__Written exercise__:
Rewrite the items below, changing "Regions" to "Outlines" and keeping everything else the same. Leave the pictures out.

__Data extract__:
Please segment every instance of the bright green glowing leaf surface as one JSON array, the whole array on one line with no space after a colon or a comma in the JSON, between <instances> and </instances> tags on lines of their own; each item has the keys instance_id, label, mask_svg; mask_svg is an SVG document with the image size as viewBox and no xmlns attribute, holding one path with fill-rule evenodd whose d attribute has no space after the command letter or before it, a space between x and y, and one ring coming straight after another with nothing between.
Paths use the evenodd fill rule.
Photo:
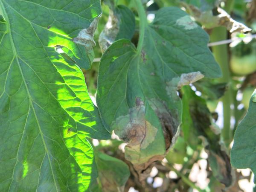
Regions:
<instances>
[{"instance_id":1,"label":"bright green glowing leaf surface","mask_svg":"<svg viewBox=\"0 0 256 192\"><path fill-rule=\"evenodd\" d=\"M85 191L96 176L86 137L109 134L72 39L100 13L96 0L0 0L0 191Z\"/></svg>"},{"instance_id":2,"label":"bright green glowing leaf surface","mask_svg":"<svg viewBox=\"0 0 256 192\"><path fill-rule=\"evenodd\" d=\"M141 51L123 39L104 53L98 79L100 112L110 130L130 141L125 157L139 174L163 158L175 137L181 113L177 89L204 76L221 75L208 41L185 12L168 7L146 24Z\"/></svg>"},{"instance_id":3,"label":"bright green glowing leaf surface","mask_svg":"<svg viewBox=\"0 0 256 192\"><path fill-rule=\"evenodd\" d=\"M254 90L247 113L235 132L231 153L233 166L238 169L250 168L254 174L256 174L256 90Z\"/></svg>"}]
</instances>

__Exercise solution__:
Please segment every instance of the bright green glowing leaf surface as one JSON array, the whole array on one line with no space after a colon or a comma in the JSON, between <instances> and </instances> tags on lines of their own; each item has the keys instance_id, label, mask_svg; mask_svg is an SVG document with the image size as viewBox and no xmlns attribute, holding one path with fill-rule evenodd whose d attribute has no space after the command letter or before it, a space between x and y, and one ring coming straight after another with nothing between.
Paths use the evenodd fill rule.
Photo:
Outlines:
<instances>
[{"instance_id":1,"label":"bright green glowing leaf surface","mask_svg":"<svg viewBox=\"0 0 256 192\"><path fill-rule=\"evenodd\" d=\"M85 191L96 176L86 137L109 134L72 39L100 13L96 0L0 0L0 191Z\"/></svg>"},{"instance_id":2,"label":"bright green glowing leaf surface","mask_svg":"<svg viewBox=\"0 0 256 192\"><path fill-rule=\"evenodd\" d=\"M141 51L123 39L104 53L98 79L100 112L110 130L130 141L125 157L139 174L163 158L175 137L181 113L177 89L204 76L221 75L208 41L185 12L168 7L146 24Z\"/></svg>"},{"instance_id":3,"label":"bright green glowing leaf surface","mask_svg":"<svg viewBox=\"0 0 256 192\"><path fill-rule=\"evenodd\" d=\"M254 90L247 113L235 132L231 153L233 166L238 169L250 168L254 174L256 174L256 90Z\"/></svg>"}]
</instances>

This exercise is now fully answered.